A qui est un enfant ? A Dieu d'abord. A lui-même
ensuite. A ses parents enfin. Et cet ordre est inviolable.
il est hélas violé parfois, par ceux-là même qui ont constitué
un foyer chrétien, par ceux-là même qui ont veillé à
l'éclosion d'une vie chrétienne. De quel droit le faire ? De
quel droit, si des parents le font, s'en justifier, se prétendre
tranquilles et chrétiens quand même ? De quel droit permettre à un fils de se donner à n'importe qui, sauf à
Dieu ? De quel droit, divin ou humain, social, maternel
ou paternel, obliger quelqu'un, même son enfant, à s'user
lui-même en se dévorant d'égoïsme, quand sa loi intime
la plus sacrée serait de s'user en se livrant comme prêtre
à Dieu et aux âmes?

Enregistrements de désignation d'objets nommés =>

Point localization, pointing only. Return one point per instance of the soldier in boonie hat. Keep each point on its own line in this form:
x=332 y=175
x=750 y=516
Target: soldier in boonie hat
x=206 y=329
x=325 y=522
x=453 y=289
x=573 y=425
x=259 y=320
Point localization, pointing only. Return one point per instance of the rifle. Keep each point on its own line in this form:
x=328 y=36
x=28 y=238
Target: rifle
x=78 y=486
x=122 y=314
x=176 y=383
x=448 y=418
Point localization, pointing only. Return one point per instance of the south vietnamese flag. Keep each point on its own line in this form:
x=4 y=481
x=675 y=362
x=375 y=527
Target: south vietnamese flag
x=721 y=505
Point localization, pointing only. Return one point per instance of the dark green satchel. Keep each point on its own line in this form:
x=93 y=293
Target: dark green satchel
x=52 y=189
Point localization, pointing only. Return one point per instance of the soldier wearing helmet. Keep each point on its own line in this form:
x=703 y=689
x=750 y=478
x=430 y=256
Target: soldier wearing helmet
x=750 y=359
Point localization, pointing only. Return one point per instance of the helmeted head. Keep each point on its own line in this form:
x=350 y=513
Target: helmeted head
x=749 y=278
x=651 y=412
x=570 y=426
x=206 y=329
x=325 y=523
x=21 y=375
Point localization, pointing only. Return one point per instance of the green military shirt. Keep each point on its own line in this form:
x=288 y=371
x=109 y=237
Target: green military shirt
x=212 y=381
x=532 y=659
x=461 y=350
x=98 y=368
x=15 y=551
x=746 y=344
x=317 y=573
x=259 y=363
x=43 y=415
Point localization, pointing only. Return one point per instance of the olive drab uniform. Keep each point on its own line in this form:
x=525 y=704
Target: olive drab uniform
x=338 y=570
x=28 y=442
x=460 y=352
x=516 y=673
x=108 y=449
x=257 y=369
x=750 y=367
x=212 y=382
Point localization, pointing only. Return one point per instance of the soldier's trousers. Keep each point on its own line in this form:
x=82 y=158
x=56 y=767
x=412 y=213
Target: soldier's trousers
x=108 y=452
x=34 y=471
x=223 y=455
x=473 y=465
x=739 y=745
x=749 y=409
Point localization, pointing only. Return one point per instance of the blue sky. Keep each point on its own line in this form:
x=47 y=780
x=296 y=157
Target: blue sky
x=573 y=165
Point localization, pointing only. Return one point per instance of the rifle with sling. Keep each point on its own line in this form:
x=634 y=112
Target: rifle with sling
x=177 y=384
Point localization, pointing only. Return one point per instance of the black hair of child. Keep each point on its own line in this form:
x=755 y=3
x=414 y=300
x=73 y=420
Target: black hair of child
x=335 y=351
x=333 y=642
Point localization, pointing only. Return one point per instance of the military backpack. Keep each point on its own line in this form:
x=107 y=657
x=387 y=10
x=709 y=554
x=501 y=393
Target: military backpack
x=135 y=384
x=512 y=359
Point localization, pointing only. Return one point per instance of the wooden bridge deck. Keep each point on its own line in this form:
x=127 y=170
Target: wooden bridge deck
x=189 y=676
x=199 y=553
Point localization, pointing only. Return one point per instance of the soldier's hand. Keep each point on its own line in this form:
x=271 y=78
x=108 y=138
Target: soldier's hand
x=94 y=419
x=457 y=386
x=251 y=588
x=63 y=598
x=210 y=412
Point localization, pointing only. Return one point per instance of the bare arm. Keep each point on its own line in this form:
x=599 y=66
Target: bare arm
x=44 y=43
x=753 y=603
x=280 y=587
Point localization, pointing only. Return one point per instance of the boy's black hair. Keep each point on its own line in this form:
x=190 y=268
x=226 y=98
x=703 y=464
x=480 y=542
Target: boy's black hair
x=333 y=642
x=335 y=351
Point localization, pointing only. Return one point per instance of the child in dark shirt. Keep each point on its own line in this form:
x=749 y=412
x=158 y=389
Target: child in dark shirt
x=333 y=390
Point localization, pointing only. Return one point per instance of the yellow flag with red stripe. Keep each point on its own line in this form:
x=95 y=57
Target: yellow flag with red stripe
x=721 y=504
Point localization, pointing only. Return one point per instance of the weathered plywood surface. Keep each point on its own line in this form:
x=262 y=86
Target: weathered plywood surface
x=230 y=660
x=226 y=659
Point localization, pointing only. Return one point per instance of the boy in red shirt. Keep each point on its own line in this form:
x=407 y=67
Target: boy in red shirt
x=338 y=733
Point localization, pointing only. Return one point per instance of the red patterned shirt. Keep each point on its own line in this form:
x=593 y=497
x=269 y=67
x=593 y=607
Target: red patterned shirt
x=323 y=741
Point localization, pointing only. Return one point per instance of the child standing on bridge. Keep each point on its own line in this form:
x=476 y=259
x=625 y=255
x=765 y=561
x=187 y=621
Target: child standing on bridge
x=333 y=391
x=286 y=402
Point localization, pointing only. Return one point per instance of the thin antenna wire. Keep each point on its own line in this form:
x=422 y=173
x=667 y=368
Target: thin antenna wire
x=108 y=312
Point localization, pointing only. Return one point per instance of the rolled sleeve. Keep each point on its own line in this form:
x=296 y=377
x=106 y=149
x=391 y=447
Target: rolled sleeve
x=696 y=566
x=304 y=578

Consignes =>
(a) D'après l'extrait sur l'appartenance de l'enfant, à qui un enfant appartient-il en premier lieu ?
(b) Prolongez l'extrait sur l'appartenance de l'enfant à partir de sa dernière phrase.
Ce matériel n'a aucun lien avec l'extrait sur l'appartenance de l'enfant.

Corrigé =>
(a) Un enfant appartient d'abord à Dieu.

(b)
De quel droit? ... S'impose à vous, chers parents,
l'obligation de ne pas non plus fausser la définition du
sacerdoce dans la conscience de vos enfants. C'est si facile
pourtant, et hélas, trop fréquent, inconsciente légèreté, ambition sotte, manque de sens chrétien, qu'importe
la chose, si le résultat est là, qui fait un peu honte et qui
navre. Supposez - et ce n'est pas calomnie - supposez des
parents qui devant leur enfant disent et redisent : « le sacerdoce
c'est un bon métier », d'où viendrait au petit,
l'idée du sacerdoce «don de soi»?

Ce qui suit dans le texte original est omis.